Short problem: Return the line containing "[locate] beige leather" and all lines after it exactly; stop at the end of the material.
═════ Dataset content
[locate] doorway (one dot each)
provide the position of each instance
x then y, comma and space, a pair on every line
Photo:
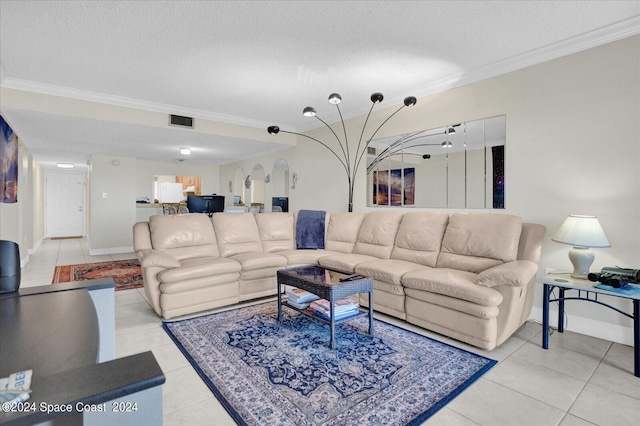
64, 204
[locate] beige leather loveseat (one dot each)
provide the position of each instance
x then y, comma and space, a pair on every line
469, 276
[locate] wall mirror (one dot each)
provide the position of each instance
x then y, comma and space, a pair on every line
256, 188
456, 166
238, 187
280, 185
══════════
Result below:
[locate] beige leather loveseat (one dot each)
provide the position of each instance
x then y, comma and space, a pair on every line
469, 276
[locate] wall mirror (one dot each)
provide the position of each instance
x then y, comma and space, a pair on every line
256, 188
456, 166
238, 187
280, 185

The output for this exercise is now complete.